§ WORK INSTRUCTIONS
Give the following records again in full and without alteration.

§ DATASET RECORDS
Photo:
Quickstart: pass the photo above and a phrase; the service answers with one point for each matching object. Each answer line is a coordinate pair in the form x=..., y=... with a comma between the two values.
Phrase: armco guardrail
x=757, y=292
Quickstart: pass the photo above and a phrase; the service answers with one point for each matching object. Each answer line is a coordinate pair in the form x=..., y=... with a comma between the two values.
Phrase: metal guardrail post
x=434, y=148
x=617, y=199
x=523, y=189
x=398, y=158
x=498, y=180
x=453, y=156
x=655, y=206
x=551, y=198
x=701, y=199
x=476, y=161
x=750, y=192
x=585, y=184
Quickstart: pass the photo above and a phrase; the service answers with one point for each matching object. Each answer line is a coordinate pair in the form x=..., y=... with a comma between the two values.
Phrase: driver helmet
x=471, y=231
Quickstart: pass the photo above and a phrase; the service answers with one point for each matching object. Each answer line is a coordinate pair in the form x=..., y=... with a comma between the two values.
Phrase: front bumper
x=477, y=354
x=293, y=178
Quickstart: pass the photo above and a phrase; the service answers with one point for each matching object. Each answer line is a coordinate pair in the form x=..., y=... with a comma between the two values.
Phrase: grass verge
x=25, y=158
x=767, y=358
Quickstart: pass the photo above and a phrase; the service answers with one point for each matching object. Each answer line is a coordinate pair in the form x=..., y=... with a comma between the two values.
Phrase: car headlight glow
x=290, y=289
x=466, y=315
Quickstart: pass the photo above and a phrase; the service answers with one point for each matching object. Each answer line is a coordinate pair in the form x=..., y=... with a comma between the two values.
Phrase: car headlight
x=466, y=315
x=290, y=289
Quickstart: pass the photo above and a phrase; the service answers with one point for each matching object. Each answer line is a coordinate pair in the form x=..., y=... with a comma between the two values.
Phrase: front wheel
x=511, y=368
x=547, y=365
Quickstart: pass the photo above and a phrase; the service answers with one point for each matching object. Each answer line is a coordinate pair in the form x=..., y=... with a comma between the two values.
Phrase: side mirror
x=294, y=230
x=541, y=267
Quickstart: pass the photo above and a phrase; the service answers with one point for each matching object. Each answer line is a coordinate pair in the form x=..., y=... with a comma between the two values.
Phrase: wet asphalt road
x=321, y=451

§ YOUR SOLUTION
Photo:
Quickstart: pass the photo above and a phrase; the service answers with one point for each matching object. Each answer line is a coordinate pair in the form x=..., y=... with a comma between the two values.
Phrase: armco guardrail
x=757, y=292
Quickstart: pass the photo above and a phrase; the service answers with one point for each matching object. Each answer line is a coordinate pair in the form x=..., y=... with a comma between the two values.
Phrase: metal guardrail post
x=434, y=148
x=617, y=199
x=523, y=189
x=398, y=158
x=498, y=180
x=453, y=156
x=655, y=206
x=551, y=198
x=701, y=199
x=476, y=161
x=750, y=192
x=585, y=184
Quickstart: pass the photo above and a phrase; the service answers with one point for each matching object. Each answer line is a coordinate pair in the form x=..., y=... with a comma between the two values.
Phrase: driver helmet
x=471, y=231
Quickstart: pass the photo above and a phrase; the service answers with one point for each matching object. Each answer line is a coordinate pair in the form x=..., y=... with a comma between the two values.
Phrase: front bumper
x=477, y=354
x=293, y=178
Quickstart: pass the photo above and a phrase; the service answers with one point for each matching object. Each answer line is a coordinate pair in the form x=..., y=... with a comma between the two values.
Phrase: grass verge
x=25, y=158
x=767, y=358
Quickstart: pass the photo above and a phrase; the service answers with one point for each matching object. Each answer line is a coordinate pair in the form x=..., y=... with a comma between the two values.
Phrase: car headlight glow
x=290, y=289
x=466, y=315
Quickstart: pass the photo above and a phrase; the service answers with one point for each matching object. Each answer line is a coordinate pair in the form x=..., y=... with a comma between the two values.
Phrase: car headlight
x=466, y=315
x=290, y=289
Quickstart: pass the photo above and a phrase; the service answers with one point for each matching object. Each answer line is a coordinate pair in the form x=..., y=... with a comma between the two values.
Phrase: front wheel
x=511, y=368
x=547, y=365
Quickstart: pass the photo above and a phrase; the service answers with one point for each matching object. Each answer line is a coordinate pair in the form x=..., y=... with a comma between the two values.
Phrase: side mirror
x=294, y=230
x=541, y=267
Quickstart: pass the photo above and a phrase; the service answers with one point for each matching object. Each answer line is a coordinate pair in the form x=..., y=... with a comma between the two values.
Phrase: wet asphalt road
x=321, y=451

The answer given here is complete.